◆ TASK OBJECTIVE
Each line below that contains the word "bride" is to be counted; give only the final number.

Saved entries
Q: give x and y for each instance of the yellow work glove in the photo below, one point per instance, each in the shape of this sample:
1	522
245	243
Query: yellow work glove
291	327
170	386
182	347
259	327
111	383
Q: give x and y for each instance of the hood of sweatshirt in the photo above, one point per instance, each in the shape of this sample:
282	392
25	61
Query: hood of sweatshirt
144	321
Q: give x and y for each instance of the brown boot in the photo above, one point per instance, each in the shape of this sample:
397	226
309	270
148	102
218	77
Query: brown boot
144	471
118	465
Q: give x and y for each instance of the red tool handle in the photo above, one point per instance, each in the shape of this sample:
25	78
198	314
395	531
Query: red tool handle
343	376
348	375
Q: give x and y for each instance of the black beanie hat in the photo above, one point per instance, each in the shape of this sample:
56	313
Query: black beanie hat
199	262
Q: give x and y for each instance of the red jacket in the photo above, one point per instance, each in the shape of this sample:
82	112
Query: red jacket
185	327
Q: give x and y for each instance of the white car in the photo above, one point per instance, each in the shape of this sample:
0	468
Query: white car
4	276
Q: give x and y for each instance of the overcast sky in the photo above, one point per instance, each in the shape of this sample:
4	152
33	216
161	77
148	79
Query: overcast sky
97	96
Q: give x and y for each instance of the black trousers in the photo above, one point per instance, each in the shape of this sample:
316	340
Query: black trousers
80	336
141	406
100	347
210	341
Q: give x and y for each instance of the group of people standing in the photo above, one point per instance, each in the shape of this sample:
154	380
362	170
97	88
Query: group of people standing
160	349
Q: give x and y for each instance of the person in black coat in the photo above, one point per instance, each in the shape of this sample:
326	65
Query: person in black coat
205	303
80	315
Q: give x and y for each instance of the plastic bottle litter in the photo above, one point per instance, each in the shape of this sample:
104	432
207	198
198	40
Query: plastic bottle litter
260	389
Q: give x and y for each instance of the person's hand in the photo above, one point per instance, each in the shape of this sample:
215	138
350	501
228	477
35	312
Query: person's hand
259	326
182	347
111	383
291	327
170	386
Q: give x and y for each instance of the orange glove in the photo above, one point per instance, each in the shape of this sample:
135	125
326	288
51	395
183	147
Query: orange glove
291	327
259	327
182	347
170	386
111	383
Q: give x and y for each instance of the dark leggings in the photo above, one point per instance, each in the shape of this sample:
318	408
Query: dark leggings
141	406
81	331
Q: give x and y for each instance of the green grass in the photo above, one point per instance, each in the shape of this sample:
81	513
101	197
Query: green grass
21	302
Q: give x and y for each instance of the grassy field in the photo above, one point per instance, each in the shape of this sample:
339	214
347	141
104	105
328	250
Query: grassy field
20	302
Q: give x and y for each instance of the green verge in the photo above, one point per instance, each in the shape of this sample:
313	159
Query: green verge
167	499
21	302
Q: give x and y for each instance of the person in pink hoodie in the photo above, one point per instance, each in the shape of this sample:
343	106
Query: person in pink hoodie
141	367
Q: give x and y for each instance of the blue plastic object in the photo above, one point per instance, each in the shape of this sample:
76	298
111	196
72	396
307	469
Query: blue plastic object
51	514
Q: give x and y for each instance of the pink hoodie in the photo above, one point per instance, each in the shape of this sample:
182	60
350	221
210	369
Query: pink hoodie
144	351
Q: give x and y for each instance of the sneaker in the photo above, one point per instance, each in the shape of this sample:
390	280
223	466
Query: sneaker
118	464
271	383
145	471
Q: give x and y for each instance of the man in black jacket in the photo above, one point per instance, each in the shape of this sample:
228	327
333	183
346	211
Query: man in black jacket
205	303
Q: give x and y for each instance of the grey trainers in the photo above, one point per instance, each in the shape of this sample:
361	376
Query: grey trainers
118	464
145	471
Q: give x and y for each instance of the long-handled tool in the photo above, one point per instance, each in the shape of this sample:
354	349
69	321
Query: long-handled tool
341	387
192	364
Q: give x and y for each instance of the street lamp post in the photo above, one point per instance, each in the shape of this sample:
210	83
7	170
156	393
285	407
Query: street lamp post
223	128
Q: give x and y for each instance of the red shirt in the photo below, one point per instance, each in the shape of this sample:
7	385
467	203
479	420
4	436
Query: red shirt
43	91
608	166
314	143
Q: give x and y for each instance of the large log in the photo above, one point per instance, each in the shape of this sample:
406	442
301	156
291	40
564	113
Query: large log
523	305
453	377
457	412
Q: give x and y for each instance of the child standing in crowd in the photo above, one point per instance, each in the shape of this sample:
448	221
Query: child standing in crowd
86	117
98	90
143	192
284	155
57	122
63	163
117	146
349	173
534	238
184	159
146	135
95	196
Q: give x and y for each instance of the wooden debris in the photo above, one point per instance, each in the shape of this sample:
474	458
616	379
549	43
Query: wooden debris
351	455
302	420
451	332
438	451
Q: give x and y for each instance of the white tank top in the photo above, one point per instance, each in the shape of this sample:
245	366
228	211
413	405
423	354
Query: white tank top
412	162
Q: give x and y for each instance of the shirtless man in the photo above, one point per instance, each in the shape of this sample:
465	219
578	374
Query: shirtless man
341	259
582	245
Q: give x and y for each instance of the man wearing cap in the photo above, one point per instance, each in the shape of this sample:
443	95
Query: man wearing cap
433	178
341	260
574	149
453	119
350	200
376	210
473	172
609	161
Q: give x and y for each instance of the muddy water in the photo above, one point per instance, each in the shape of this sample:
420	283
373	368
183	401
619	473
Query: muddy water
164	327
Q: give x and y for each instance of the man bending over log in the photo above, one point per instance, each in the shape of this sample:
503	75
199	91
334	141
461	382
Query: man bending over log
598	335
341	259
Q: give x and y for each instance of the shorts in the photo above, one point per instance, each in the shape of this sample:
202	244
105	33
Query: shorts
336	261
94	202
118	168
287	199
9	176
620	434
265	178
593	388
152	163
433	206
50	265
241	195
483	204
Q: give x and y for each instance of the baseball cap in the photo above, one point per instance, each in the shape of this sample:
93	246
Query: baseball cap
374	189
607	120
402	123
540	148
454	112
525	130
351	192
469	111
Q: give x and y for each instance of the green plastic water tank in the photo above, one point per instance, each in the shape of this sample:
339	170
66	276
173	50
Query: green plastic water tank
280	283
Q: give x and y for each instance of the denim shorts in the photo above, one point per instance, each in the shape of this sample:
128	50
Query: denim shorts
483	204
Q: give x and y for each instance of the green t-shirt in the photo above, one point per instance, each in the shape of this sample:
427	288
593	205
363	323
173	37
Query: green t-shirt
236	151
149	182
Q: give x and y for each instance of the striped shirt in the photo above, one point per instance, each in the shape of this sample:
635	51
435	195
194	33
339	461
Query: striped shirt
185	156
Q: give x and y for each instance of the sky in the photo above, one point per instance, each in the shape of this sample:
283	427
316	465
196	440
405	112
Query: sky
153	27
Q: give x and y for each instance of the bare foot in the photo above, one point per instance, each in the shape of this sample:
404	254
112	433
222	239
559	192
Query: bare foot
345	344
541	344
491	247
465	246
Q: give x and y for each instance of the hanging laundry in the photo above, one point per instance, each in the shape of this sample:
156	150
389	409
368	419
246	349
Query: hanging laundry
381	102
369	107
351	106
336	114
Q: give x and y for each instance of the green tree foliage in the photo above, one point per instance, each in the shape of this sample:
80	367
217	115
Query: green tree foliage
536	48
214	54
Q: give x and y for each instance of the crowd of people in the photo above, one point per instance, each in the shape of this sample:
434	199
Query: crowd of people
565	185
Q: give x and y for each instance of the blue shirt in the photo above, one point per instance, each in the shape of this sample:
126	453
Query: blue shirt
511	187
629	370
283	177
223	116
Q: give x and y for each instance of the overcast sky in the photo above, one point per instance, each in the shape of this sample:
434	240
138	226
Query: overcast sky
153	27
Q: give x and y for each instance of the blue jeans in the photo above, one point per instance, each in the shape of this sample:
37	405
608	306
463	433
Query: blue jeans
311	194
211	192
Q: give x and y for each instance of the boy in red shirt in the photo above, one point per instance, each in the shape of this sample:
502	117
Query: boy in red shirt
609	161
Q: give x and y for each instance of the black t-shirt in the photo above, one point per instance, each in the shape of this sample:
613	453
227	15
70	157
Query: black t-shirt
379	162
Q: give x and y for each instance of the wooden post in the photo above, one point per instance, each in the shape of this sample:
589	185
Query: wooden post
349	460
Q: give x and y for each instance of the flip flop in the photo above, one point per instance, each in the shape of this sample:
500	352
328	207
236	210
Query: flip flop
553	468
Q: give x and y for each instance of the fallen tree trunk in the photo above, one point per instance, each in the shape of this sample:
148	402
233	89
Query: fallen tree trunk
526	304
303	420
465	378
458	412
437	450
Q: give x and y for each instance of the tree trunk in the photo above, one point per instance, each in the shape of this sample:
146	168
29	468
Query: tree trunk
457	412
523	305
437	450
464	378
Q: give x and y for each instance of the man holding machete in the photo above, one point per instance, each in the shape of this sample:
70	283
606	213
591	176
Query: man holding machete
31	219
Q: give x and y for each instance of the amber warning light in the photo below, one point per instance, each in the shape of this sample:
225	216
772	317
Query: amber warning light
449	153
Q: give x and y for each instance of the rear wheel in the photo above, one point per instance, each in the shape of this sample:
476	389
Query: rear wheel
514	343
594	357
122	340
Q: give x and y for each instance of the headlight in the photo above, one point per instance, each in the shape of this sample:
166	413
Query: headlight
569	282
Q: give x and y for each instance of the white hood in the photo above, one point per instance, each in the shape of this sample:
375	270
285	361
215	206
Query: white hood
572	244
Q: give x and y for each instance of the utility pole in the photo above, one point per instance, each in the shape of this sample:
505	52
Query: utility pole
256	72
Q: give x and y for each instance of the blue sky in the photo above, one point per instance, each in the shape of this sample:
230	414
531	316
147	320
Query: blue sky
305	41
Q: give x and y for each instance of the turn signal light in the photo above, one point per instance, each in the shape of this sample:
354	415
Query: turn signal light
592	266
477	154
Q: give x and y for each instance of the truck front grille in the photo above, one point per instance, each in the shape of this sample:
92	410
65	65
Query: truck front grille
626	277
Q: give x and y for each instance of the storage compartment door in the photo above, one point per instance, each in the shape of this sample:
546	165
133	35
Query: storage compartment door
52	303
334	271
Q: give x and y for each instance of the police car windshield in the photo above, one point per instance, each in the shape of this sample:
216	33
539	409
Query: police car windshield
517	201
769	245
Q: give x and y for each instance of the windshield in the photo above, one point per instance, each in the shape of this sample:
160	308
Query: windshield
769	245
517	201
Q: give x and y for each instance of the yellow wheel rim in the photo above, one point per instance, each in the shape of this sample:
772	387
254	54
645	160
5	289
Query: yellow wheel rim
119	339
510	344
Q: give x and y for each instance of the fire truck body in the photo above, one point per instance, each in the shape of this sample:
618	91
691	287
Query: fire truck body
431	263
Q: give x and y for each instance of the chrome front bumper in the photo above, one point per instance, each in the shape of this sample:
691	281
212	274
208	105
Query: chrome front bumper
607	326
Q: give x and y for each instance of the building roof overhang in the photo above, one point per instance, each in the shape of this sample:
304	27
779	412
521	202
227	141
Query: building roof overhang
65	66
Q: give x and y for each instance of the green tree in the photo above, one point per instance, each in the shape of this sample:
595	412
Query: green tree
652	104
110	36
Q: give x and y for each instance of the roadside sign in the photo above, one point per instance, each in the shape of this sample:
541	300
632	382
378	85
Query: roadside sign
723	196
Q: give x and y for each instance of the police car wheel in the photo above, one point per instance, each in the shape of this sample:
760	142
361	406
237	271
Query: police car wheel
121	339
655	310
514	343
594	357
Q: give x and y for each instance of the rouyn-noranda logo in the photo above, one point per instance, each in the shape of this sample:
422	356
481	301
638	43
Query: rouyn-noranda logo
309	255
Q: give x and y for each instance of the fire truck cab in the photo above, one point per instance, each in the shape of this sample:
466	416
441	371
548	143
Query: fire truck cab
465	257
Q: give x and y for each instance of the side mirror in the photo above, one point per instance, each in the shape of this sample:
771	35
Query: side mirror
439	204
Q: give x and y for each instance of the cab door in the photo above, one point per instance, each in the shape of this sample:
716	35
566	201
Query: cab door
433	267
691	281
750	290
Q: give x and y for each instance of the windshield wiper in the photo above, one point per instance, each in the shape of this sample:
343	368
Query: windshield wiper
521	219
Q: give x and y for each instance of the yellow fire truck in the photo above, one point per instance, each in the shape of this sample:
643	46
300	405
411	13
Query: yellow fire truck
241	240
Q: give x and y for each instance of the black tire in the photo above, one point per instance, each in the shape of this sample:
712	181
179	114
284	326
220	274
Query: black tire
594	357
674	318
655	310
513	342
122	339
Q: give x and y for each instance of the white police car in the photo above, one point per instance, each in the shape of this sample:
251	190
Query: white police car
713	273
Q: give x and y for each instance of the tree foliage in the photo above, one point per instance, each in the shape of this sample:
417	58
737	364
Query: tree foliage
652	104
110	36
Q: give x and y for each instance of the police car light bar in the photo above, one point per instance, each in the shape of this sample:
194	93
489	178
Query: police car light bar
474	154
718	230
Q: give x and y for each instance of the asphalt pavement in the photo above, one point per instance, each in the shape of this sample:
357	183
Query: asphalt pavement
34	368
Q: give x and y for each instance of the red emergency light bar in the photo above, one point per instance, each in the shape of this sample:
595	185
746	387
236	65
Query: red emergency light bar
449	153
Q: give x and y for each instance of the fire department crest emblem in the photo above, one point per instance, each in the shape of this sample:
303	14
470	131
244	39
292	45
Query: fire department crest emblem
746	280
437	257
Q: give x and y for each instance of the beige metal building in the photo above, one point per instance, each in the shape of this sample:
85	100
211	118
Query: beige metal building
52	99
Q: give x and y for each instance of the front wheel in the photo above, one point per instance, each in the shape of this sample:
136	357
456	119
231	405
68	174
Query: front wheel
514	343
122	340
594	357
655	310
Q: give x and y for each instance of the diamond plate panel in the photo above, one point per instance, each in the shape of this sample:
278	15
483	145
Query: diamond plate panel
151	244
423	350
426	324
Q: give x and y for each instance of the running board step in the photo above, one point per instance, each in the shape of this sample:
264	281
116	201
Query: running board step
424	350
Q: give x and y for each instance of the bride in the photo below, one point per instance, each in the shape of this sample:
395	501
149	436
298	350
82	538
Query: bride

◆ THE COMPLETED TASK
2